» **Instructions to follow**: Reproduce the records below with "red ball ornament" changed to "red bauble" and everything else left as it is.

» **Given entries**:
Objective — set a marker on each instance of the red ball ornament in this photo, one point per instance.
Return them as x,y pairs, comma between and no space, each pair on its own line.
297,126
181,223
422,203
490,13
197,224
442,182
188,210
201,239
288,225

» **Written solution**:
Objective — set a marker on each instance of the red bauble in this photo, one point per instance.
Return them as x,y pairs, comma between and no space, each pair on its own line.
297,126
181,223
422,203
490,13
197,224
442,182
188,210
201,239
288,225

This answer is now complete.